[Start Exercise materials]
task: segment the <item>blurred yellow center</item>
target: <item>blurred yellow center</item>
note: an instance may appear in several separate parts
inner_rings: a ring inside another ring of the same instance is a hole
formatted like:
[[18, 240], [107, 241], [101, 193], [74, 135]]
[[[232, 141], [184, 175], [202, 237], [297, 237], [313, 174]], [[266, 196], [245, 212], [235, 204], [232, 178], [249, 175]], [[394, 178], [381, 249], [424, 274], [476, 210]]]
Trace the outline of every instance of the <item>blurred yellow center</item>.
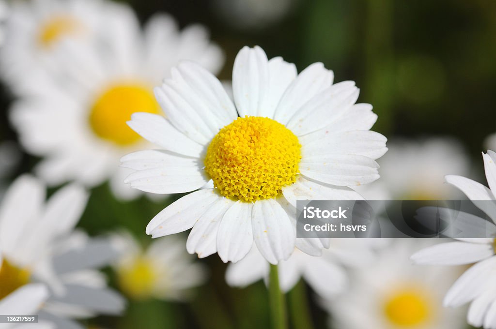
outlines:
[[421, 325], [432, 315], [430, 301], [413, 289], [400, 291], [390, 296], [386, 301], [384, 310], [389, 322], [398, 327]]
[[101, 138], [129, 146], [141, 138], [126, 124], [135, 112], [160, 112], [150, 88], [138, 84], [114, 85], [97, 99], [90, 113], [90, 125]]
[[151, 296], [157, 278], [152, 262], [144, 257], [139, 257], [120, 268], [118, 275], [121, 288], [135, 299]]
[[275, 198], [296, 181], [301, 149], [298, 137], [279, 122], [239, 117], [212, 140], [205, 169], [226, 198], [250, 202]]
[[0, 299], [29, 282], [29, 271], [14, 266], [5, 258], [0, 268]]
[[42, 24], [38, 35], [38, 43], [49, 48], [63, 37], [81, 31], [82, 25], [70, 16], [57, 16]]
[End Exercise materials]
• [Exercise goal] Rewrite these lines with every "blurred yellow center" replaced by "soft-focus yellow center", keeping all else unchanged. Omit the pictures.

• [Completed exercise]
task: segment the <item>soft-focus yellow center</item>
target: <item>soft-focus yellow center</item>
note: an instance may appear in several separate parts
inner_rings: a ring inside another ring of the same instance is a hole
formatted like:
[[18, 240], [107, 241], [101, 193], [74, 135]]
[[[232, 141], [184, 175], [202, 237], [297, 237], [313, 174]], [[266, 196], [245, 212], [235, 204], [232, 178], [249, 175]], [[394, 178], [381, 249], [424, 274], [476, 210]]]
Trace the outline of every instance of the <item>soft-focus yellow center</item>.
outlines:
[[421, 325], [432, 315], [430, 301], [413, 289], [400, 291], [390, 296], [386, 301], [384, 310], [389, 322], [398, 327]]
[[101, 138], [129, 146], [141, 138], [126, 124], [135, 112], [160, 112], [150, 88], [138, 84], [114, 85], [97, 99], [90, 113], [90, 125]]
[[151, 296], [157, 278], [152, 262], [144, 257], [139, 257], [120, 268], [118, 275], [121, 288], [135, 299]]
[[275, 198], [296, 181], [301, 149], [298, 137], [279, 122], [239, 117], [212, 140], [205, 169], [226, 198], [250, 202]]
[[0, 299], [29, 282], [29, 271], [14, 266], [5, 258], [0, 268]]
[[42, 24], [38, 35], [38, 43], [49, 48], [63, 37], [81, 31], [82, 25], [70, 16], [57, 16]]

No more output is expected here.